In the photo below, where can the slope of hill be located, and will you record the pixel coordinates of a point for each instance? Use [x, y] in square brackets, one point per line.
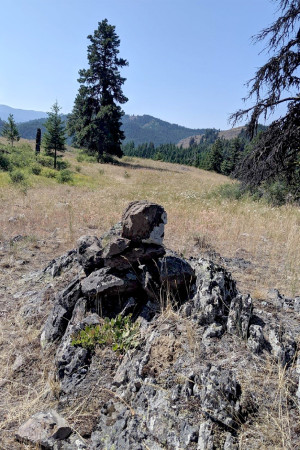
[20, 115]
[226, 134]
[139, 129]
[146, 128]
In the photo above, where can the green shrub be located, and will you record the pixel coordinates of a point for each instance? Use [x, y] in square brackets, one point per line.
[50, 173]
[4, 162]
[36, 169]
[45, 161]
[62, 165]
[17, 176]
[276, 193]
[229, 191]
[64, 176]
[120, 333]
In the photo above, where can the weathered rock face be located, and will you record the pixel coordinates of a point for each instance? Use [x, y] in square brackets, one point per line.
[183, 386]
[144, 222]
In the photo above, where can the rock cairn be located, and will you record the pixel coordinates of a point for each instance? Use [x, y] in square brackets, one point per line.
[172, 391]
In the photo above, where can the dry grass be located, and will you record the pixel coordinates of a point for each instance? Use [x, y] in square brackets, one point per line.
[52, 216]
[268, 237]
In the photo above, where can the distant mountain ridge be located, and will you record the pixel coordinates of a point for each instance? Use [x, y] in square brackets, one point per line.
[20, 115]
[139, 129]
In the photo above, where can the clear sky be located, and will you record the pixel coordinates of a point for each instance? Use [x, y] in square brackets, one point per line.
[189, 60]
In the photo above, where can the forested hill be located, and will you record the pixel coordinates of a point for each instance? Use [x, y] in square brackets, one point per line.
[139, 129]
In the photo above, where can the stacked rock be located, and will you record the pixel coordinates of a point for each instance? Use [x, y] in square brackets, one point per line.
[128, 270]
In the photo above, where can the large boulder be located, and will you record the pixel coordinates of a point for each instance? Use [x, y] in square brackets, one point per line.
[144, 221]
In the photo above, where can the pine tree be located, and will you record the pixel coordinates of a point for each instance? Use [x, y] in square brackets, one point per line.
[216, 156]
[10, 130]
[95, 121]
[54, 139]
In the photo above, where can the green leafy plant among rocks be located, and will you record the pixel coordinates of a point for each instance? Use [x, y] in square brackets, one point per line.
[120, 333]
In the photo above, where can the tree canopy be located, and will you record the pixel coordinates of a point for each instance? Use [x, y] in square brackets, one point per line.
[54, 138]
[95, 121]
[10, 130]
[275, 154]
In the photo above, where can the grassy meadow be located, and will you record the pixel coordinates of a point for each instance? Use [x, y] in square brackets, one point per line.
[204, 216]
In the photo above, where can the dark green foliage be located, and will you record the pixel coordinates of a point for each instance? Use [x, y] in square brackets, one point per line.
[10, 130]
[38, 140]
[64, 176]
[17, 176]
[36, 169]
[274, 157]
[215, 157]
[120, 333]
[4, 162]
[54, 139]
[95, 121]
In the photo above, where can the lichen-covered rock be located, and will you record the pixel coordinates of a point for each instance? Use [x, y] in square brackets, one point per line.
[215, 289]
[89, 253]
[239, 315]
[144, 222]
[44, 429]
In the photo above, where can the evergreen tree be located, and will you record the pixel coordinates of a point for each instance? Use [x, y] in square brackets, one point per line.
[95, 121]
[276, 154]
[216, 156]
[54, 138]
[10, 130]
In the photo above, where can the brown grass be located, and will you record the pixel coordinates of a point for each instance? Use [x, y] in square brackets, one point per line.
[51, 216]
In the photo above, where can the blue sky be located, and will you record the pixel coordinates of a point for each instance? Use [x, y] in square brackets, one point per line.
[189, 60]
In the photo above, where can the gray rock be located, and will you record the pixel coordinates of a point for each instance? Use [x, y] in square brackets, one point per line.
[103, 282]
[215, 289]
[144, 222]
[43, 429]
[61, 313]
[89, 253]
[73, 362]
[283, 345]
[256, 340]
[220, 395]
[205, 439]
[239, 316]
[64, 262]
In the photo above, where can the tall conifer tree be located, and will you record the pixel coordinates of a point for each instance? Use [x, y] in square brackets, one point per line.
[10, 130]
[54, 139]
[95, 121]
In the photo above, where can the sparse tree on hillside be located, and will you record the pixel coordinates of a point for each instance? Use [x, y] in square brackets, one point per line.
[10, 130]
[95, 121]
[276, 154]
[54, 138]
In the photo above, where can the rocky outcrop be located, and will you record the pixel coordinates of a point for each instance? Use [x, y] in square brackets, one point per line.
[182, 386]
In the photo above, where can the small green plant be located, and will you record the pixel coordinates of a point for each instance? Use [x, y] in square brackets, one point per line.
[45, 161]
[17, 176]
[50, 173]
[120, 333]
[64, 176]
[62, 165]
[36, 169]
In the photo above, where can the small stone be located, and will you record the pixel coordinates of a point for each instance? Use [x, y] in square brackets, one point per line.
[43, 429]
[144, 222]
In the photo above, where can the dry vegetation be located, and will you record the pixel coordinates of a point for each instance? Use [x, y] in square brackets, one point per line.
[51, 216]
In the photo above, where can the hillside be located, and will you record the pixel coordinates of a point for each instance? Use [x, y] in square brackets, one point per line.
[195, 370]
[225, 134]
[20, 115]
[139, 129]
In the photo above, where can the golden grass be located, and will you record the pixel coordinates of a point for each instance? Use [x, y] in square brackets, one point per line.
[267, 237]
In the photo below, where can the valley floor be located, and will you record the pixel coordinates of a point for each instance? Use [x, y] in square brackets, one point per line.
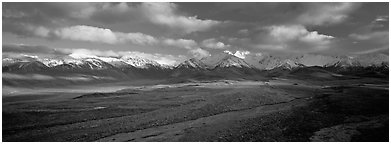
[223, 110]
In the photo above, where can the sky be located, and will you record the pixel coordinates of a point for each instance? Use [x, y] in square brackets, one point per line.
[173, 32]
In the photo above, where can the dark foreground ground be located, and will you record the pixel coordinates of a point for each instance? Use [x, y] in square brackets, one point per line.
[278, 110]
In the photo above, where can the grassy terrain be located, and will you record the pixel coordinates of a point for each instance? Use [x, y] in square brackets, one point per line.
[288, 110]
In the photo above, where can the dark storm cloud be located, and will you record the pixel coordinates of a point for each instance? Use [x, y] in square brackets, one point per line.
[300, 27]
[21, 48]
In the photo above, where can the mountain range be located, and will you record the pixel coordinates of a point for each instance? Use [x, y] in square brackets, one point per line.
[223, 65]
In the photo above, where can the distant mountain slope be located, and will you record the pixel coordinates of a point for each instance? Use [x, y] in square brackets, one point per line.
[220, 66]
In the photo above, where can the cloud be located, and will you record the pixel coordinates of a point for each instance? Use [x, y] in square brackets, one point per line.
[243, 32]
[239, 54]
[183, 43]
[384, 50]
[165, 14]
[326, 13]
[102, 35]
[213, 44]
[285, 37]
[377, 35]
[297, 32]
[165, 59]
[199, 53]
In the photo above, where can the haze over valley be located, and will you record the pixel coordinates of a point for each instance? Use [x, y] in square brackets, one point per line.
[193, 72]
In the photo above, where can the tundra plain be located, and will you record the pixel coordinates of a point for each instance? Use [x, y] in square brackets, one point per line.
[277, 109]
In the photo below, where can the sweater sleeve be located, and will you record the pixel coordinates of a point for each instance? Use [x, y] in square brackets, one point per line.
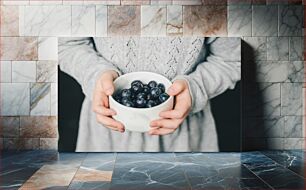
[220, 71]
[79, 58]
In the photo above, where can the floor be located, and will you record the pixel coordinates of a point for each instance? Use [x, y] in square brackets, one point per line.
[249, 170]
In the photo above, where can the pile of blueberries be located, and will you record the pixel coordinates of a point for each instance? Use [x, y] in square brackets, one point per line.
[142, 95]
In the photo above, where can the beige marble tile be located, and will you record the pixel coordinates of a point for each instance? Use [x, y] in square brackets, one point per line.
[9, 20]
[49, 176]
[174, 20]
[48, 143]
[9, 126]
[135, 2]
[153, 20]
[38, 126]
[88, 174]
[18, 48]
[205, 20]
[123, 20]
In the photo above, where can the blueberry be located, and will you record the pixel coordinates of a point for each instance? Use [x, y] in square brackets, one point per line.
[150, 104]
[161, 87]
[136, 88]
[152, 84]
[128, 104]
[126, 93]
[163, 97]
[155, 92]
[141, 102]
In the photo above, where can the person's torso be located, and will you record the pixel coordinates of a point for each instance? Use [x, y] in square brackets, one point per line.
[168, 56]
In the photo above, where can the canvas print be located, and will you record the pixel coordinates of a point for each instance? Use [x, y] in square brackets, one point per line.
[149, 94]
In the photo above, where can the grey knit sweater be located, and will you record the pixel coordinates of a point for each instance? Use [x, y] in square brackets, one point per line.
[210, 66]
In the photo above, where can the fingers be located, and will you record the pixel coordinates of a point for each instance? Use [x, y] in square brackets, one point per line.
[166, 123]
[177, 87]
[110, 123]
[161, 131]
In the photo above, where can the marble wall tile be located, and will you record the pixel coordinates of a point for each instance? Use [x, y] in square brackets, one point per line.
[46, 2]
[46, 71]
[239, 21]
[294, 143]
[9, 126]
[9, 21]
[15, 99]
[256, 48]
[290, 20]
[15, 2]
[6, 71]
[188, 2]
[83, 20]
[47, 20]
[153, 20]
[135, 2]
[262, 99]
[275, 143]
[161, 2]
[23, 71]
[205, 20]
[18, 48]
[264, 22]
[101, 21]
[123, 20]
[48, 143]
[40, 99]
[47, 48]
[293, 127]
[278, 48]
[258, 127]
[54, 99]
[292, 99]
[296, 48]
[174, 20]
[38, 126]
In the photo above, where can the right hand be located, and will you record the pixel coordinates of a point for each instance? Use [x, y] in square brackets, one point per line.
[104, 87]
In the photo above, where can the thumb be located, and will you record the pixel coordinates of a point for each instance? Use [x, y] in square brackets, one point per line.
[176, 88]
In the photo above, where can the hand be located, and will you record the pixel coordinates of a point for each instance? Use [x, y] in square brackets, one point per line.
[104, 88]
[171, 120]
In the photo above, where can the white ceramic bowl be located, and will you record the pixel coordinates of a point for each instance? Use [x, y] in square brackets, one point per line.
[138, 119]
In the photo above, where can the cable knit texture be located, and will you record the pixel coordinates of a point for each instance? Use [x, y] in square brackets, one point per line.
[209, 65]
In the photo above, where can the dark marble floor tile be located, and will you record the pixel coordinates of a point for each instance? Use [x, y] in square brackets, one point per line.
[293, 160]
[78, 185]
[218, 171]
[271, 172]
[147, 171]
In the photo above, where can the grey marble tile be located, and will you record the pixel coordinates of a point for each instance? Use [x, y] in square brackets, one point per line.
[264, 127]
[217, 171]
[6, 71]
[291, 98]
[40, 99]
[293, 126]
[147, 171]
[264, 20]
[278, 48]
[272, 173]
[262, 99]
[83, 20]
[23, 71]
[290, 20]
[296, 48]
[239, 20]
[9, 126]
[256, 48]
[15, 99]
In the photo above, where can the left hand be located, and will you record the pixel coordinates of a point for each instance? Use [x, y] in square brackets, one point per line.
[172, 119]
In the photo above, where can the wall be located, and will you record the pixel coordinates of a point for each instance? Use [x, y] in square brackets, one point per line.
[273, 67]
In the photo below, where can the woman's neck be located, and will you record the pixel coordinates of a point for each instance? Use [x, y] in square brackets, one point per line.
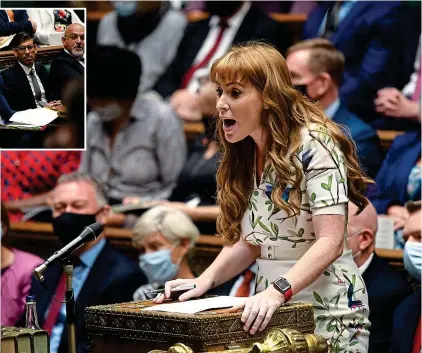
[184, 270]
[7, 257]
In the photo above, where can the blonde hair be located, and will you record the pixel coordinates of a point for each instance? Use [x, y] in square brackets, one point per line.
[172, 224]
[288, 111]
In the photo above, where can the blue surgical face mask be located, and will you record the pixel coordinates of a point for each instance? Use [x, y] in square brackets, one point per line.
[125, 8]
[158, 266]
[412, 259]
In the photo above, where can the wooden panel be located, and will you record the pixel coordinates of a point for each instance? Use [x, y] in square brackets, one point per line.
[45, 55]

________________________________________

From the line containing "In the photo below, where can the woman's" through the last line of the listing, inclusive, transcribe every line exactly and nothing else; the pictures stay out.

§ SOLUTION
In the photo below, where can the woman's neck be located, and will you record the pixel coordinates of a point for each instance? Use [x, y] in square brackets, one point per line.
[184, 270]
[7, 257]
In the photo above, where can the blonde hair be located, and will you record the pixel coordinates of a point for each instance? Use [x, y] in square brackets, one point per line.
[172, 224]
[288, 111]
In the photo above, where can the blue surgical face mask be located, and will you record the pixel coordinates of a point for each instance? Use [x, y] in square brackets, one point per line.
[125, 8]
[158, 266]
[412, 259]
In the photo above, where can the wooden panel be located, and will you record the pixel coordinates of a point for each instance? Use [x, y] in square brackets, one point per line.
[45, 55]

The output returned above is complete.